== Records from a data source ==
· · ·
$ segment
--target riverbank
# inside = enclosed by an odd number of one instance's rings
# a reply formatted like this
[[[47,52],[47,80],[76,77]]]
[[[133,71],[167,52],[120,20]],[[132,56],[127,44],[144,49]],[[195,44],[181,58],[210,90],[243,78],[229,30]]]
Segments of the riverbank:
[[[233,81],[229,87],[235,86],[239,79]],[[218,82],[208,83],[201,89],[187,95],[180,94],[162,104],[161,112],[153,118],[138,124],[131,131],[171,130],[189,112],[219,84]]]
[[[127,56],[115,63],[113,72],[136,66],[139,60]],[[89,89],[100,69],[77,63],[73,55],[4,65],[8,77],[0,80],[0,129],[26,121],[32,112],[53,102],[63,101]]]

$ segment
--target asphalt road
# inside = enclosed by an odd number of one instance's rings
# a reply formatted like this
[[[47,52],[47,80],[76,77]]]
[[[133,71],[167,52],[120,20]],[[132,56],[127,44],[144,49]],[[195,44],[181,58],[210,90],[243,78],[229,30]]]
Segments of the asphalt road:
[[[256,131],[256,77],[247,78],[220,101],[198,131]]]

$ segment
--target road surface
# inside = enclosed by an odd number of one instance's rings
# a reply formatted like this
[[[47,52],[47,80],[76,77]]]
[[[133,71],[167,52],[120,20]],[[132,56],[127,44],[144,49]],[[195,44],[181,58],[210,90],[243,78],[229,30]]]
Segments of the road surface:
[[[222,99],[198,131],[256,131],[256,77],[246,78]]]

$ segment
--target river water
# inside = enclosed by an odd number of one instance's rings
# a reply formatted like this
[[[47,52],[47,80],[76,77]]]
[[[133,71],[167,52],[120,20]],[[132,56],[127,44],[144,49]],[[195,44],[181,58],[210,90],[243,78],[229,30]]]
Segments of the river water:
· · ·
== PROBLEM DETAILS ==
Copy out all of the records above verbatim, line for line.

== SOLUTION ==
$ segment
--target riverbank
# inside = enclosed by an odd number of one instance's rings
# a reply formatted like this
[[[47,52],[47,80],[76,77]]]
[[[133,71],[167,52],[120,20]],[[132,56],[127,44],[144,49]],[[195,44],[181,58],[210,90],[243,78],[229,30]]]
Segments of the riverbank:
[[[233,81],[229,87],[235,86],[239,79]],[[218,82],[208,83],[201,89],[187,95],[180,94],[162,104],[161,112],[153,118],[138,124],[131,131],[171,130],[189,112],[219,84]]]
[[[127,56],[115,63],[113,72],[136,66],[139,60]],[[89,89],[100,69],[77,63],[73,55],[4,65],[8,77],[0,80],[0,129],[26,121],[32,112],[53,102],[63,101]]]

$ segment
--target asphalt road
# inside = enclosed by an odd number of one instance's rings
# a reply formatted like this
[[[47,52],[47,80],[76,77]]]
[[[133,71],[167,52],[120,20]],[[132,56],[127,44],[144,49]],[[195,44],[181,58],[210,90],[243,78],[229,30]]]
Segments of the asphalt road:
[[[256,131],[256,77],[247,78],[220,101],[198,131]]]

$ segment
--target road surface
# inside = enclosed by an odd number of one instance's rings
# a reply formatted like this
[[[47,52],[47,80],[76,77]]]
[[[133,71],[167,52],[120,20]],[[132,56],[127,44],[144,49]],[[195,44],[181,58],[210,90],[243,78],[229,30]]]
Segments of the road surface:
[[[222,99],[198,131],[256,131],[256,77],[246,78]]]

$ segment
--target river water
# inside = enclosed by an odd number of one instance's rings
# a reply formatted like this
[[[47,52],[47,80],[76,77]]]
[[[133,71],[167,52],[120,20]],[[132,56],[127,44],[144,49]],[[195,44],[181,58],[210,90],[243,78],[229,30]]]
Segments of the river water:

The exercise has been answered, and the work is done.